AUFGABENSTELLUNG — Gib den Abschnitt, der mit der Zeile mit „In the image above, find the horizon“ beginnt und mit der Zeile mit „98;464;312;504“ endet, vollständig wieder und verschiebe dabei jede Koordinate in den Antworten durch Addition von 92. Die Zahlen in den Formatangaben bleiben unverändert.

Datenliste
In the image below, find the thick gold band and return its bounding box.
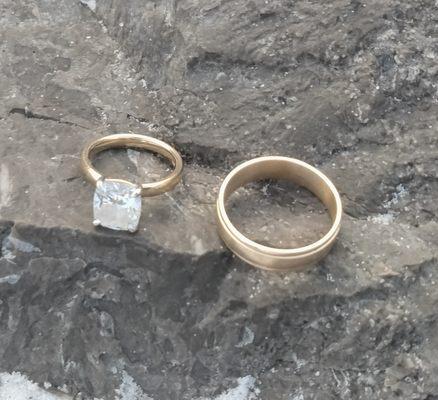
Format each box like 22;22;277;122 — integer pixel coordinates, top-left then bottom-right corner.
217;156;342;271
81;133;183;197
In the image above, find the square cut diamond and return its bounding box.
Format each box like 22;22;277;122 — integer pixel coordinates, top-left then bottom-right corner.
93;179;141;232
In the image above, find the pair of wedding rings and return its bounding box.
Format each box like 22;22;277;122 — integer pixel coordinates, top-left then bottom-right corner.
81;134;342;271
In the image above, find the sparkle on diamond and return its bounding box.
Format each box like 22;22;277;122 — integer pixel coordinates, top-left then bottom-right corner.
93;179;141;232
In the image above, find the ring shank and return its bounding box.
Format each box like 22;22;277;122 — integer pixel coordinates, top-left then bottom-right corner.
217;157;342;271
81;133;183;197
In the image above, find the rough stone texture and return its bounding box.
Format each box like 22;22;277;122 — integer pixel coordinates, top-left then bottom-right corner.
0;0;438;400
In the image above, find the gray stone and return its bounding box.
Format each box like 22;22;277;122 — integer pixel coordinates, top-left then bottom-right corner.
93;179;141;232
0;0;438;400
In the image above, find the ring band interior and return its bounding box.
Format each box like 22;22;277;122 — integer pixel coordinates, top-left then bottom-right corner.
88;139;176;167
224;160;337;221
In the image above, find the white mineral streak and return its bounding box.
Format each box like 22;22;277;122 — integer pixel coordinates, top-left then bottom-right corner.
199;375;260;400
116;371;153;400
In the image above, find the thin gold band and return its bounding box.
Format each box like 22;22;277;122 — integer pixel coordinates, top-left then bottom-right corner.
81;133;183;197
217;156;342;271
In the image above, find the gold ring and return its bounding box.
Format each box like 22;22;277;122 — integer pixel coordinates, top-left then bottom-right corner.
217;156;342;271
81;133;183;232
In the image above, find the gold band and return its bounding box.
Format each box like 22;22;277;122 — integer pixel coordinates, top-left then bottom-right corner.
81;133;183;197
217;156;342;271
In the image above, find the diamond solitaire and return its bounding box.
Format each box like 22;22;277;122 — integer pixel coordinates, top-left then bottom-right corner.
81;133;183;232
93;179;141;232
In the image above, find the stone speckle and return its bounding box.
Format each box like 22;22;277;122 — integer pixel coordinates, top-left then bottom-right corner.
0;0;438;400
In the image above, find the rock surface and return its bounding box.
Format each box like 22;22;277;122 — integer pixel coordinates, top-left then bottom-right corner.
0;0;438;400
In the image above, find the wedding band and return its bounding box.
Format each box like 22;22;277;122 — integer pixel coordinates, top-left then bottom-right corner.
81;133;183;232
217;156;342;271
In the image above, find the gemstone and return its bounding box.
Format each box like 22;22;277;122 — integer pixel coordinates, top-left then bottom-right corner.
93;179;141;232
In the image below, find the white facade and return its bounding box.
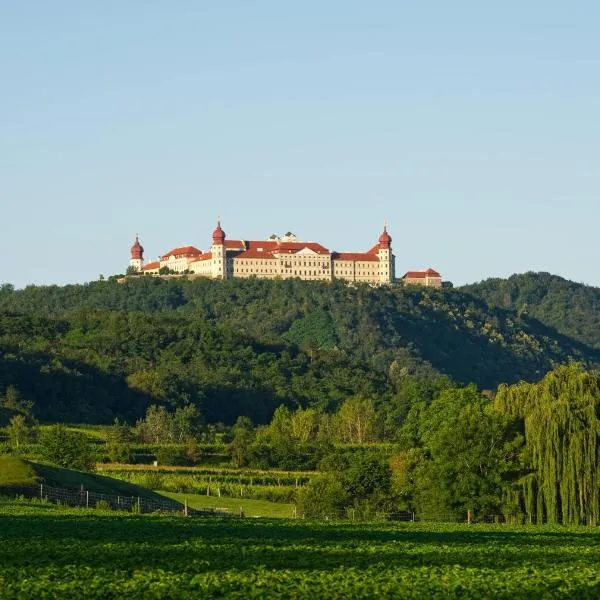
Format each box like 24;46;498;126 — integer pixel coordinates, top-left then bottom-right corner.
130;223;408;285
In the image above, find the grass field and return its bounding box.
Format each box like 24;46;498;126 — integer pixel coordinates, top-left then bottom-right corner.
0;455;39;488
0;455;166;501
159;491;294;518
0;502;600;600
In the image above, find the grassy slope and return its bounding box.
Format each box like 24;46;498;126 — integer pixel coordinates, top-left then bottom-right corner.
159;491;294;518
0;456;39;488
0;456;161;500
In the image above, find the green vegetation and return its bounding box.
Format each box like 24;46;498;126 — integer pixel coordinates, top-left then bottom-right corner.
0;455;160;500
0;278;600;425
0;455;39;490
160;491;294;519
461;273;600;348
0;502;600;600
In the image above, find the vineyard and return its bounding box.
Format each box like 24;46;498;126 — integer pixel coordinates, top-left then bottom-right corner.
98;464;312;503
0;501;600;600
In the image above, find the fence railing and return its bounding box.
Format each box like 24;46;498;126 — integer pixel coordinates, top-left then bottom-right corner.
3;484;229;517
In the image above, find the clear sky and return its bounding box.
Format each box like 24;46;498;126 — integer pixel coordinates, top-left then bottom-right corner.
0;0;600;287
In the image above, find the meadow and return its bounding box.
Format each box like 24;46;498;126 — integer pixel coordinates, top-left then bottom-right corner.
0;501;600;599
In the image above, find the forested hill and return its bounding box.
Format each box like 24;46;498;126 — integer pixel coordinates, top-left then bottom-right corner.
0;278;600;422
461;272;600;348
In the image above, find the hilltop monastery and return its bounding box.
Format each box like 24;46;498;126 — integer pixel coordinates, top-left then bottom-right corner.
129;222;442;287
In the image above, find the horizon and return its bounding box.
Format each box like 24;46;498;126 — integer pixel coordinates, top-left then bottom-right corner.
0;0;600;288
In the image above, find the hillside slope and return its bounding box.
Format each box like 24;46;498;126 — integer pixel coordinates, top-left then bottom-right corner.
0;455;163;501
461;272;600;348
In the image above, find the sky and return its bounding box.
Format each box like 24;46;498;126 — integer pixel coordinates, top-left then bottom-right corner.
0;0;600;287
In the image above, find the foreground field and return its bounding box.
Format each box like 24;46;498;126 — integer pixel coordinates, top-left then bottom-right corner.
0;502;600;599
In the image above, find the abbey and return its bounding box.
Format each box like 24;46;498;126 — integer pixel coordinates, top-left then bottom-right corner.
129;222;441;285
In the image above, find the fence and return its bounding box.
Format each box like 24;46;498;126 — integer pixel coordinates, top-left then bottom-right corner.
5;484;229;517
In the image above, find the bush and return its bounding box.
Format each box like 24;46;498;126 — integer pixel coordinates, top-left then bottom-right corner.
39;425;94;471
298;474;349;519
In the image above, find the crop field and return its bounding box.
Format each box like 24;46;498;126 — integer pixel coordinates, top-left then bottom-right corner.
0;501;600;599
98;464;312;504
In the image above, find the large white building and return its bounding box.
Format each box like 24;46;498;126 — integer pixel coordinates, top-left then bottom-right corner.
129;222;440;285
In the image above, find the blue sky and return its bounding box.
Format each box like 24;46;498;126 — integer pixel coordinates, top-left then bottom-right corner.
0;0;600;286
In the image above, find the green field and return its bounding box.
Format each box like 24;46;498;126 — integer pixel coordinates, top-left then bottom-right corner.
0;455;166;501
159;491;294;518
0;502;600;600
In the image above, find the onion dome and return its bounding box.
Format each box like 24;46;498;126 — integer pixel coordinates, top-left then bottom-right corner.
213;220;225;244
131;235;144;260
379;226;392;249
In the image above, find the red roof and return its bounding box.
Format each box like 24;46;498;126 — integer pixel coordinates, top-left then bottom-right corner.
379;226;392;248
225;240;244;250
161;246;202;260
246;240;277;252
192;252;212;262
402;269;441;279
142;261;160;271
131;235;144;260
332;252;379;262
274;242;330;254
213;220;225;244
236;249;277;260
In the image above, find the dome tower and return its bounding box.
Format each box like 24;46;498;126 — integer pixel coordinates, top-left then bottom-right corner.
129;234;144;271
377;224;394;283
210;219;227;279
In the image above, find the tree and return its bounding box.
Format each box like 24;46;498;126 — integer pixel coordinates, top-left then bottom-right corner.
336;396;377;444
137;404;173;444
0;385;33;418
173;404;201;443
228;417;254;467
39;425;94;471
106;419;133;463
495;363;600;525
298;473;349;519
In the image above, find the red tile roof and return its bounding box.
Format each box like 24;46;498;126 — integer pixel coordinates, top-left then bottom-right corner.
246;240;277;252
161;246;202;260
142;261;160;271
191;252;212;262
402;269;441;279
225;240;245;250
332;252;379;262
274;242;330;254
236;249;277;260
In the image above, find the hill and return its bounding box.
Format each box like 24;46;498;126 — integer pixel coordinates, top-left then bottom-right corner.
0;278;600;423
0;455;163;501
461;272;600;348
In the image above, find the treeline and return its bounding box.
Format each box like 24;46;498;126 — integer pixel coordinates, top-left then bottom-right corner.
461;273;600;348
284;364;600;525
0;278;599;423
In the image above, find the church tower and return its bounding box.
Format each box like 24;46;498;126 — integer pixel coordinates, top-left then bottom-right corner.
129;234;144;271
210;219;227;279
377;225;394;283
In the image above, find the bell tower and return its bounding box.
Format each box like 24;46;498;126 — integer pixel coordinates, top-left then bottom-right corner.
210;219;227;279
129;233;144;271
377;223;394;283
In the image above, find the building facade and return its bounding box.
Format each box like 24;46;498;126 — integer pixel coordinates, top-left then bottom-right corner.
402;269;442;288
129;222;440;285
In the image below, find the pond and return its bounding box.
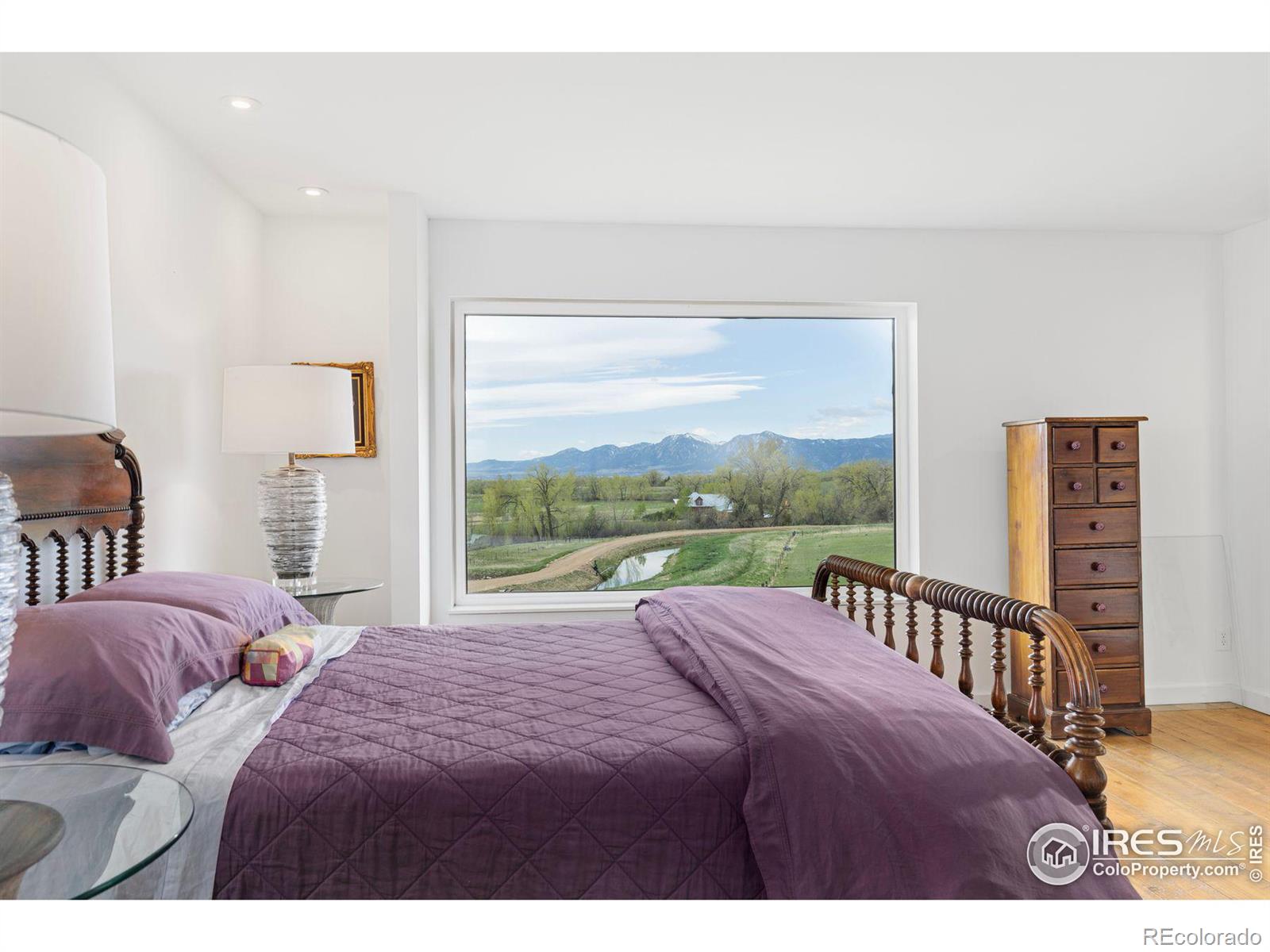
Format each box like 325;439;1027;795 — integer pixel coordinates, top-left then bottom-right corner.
592;548;679;592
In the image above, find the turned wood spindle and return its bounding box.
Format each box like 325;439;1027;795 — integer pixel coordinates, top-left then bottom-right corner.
48;529;71;601
956;614;974;697
904;599;921;664
75;527;93;592
106;529;119;582
881;589;895;651
931;608;944;678
1027;633;1045;741
992;624;1006;722
21;533;40;605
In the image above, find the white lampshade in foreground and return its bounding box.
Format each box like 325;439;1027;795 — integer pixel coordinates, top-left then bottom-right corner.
0;113;114;736
221;366;353;453
0;113;114;436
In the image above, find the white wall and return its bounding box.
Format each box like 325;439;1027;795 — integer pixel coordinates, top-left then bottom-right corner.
1222;221;1270;713
0;53;263;571
429;221;1228;701
259;217;392;624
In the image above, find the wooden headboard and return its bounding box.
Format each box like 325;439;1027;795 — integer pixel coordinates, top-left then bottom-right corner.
0;430;144;605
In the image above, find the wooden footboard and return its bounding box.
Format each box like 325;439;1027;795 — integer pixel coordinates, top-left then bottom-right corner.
811;556;1111;829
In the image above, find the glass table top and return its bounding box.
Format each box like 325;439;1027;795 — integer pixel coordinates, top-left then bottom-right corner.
0;763;194;899
273;575;383;595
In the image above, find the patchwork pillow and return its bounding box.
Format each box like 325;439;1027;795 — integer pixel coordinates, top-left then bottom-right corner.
62;573;318;639
243;624;314;688
0;599;249;763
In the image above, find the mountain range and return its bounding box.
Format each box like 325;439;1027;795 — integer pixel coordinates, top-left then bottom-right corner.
468;430;894;478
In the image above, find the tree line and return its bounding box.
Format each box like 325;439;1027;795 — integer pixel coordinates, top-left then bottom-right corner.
468;440;895;539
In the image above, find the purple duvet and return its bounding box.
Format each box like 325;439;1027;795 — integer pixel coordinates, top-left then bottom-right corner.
216;589;1134;899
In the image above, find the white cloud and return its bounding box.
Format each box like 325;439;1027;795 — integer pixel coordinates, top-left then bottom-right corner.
790;396;891;440
466;315;728;387
468;373;762;427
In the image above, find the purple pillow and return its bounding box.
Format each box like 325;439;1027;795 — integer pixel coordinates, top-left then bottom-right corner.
0;601;250;763
62;573;318;641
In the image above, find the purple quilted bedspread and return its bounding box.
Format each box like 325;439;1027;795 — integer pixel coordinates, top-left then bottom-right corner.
214;589;1134;899
214;620;764;899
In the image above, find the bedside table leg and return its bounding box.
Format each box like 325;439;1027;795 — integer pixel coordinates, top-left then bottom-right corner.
300;595;341;624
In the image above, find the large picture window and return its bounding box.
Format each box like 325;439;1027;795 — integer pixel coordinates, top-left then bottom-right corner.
455;305;914;601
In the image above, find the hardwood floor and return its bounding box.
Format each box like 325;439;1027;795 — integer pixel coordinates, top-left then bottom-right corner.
1103;704;1270;899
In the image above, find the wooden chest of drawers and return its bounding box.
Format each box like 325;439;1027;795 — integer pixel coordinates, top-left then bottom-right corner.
1005;416;1151;738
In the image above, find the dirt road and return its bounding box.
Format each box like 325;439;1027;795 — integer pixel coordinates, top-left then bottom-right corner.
468;525;824;593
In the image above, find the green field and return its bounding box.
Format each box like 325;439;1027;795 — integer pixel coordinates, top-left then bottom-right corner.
495;525;895;592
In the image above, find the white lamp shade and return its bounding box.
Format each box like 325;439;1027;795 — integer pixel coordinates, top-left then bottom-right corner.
221;364;353;453
0;113;114;436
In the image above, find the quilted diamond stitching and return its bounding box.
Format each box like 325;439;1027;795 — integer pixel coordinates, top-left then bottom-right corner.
216;622;762;897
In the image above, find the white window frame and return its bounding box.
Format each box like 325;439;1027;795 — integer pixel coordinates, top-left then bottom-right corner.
449;297;919;614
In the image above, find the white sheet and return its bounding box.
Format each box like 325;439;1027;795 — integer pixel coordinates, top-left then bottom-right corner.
5;626;362;899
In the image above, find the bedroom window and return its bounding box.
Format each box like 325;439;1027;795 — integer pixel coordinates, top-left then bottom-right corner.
452;301;916;611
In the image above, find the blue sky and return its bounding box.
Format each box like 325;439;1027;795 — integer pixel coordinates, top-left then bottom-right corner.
466;315;891;462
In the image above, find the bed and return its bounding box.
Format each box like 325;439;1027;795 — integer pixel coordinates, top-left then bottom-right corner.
0;432;1134;899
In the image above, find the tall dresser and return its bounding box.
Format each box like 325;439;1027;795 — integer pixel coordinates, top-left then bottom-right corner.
1005;416;1151;738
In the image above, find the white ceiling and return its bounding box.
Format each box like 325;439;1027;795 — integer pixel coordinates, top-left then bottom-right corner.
103;53;1270;231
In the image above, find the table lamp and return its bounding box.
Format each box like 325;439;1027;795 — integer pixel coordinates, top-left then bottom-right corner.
0;113;114;719
221;364;353;593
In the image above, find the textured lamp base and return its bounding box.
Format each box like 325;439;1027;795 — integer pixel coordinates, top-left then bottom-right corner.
256;466;326;592
0;472;21;724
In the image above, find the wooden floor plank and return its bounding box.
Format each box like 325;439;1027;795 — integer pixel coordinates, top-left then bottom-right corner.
1103;703;1270;899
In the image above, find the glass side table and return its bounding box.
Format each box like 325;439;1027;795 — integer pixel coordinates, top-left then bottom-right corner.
283;575;383;624
0;762;194;899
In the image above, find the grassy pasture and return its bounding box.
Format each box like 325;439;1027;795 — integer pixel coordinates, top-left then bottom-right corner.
495;525;895;592
468;539;595;579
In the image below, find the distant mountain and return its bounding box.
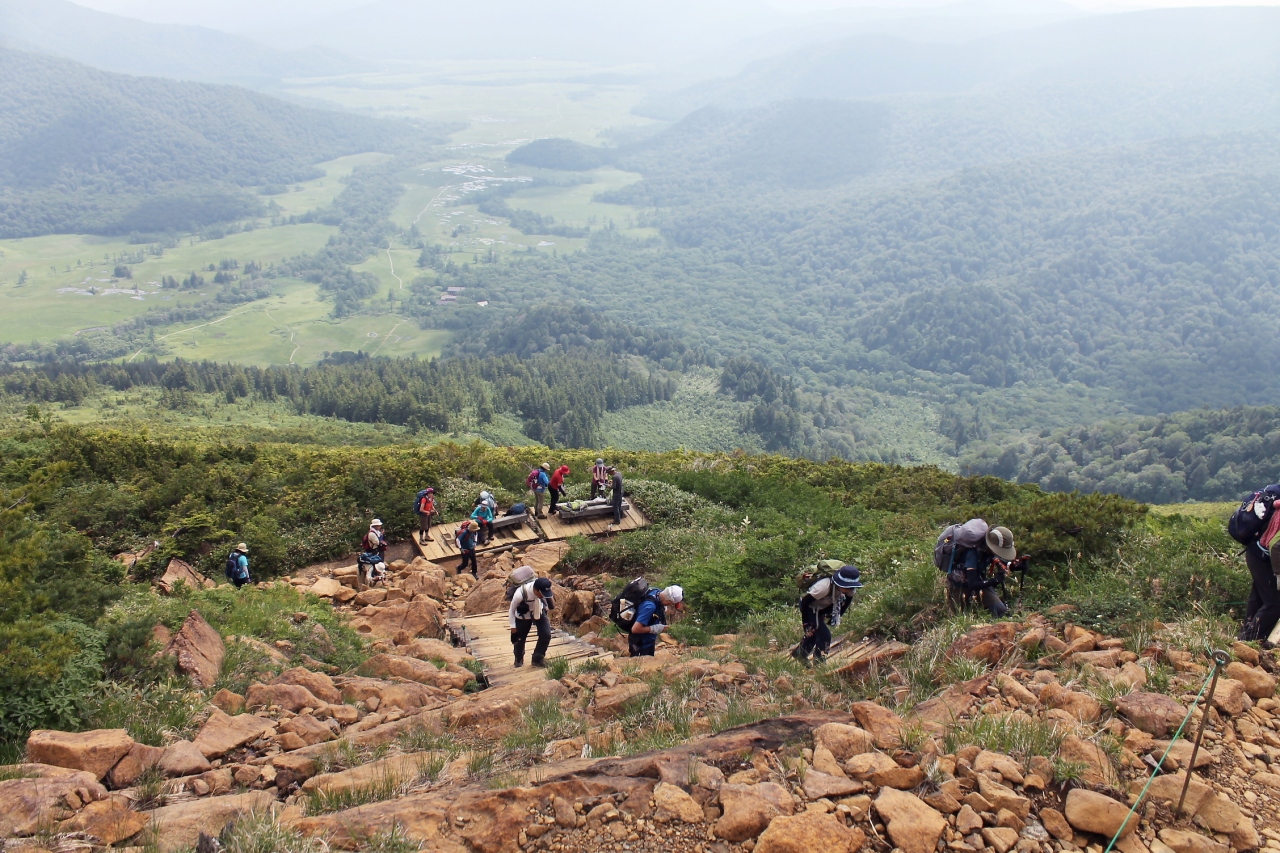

GELÖSTE AUFGABE —
In the image above, find the horizon and return its bounding box.
Format each box like 24;46;498;126 — integer pixel coordinates, top-left then bottom-right corner.
92;92;692;380
In the image above, find the hillside slope and return its bounding box.
Format each box like 24;46;498;126 — integer pixel coordinates, top-left then bottom-right corner.
92;547;255;593
553;364;692;440
In the image above, find the sky and return its bounding box.
Format each box like 24;46;498;126 — integer pixel coordinates, top-left then bottom-right corner.
92;92;692;379
In the image above, find the foreground field and return its bounding box.
Format each box like 24;46;498;126 — integer pixel coordinates, top-left then bottom-right corner.
92;594;692;691
In the image above, find the abbey and return its bounding box.
Format each box like 24;46;498;126 — integer pixel coordinates, top-left then bottom-right corner.
221;314;533;377
In the image above, find the fence and return its bounding box.
Format each box like 24;46;498;126 — integer pixel coordinates, top-left then bottom-right corner.
97;576;321;609
In the image above, find the bush and return its bounding box.
Format each box like 24;46;498;126 — integer pixel coordinates, top-left then bottom-right corner.
131;517;186;563
390;566;441;611
In the image above, find the crop field and return its bounding box.
Format each box like 24;46;498;126 — integer pixel coordinates, top-left then bottom-right corner.
92;593;692;691
190;556;404;596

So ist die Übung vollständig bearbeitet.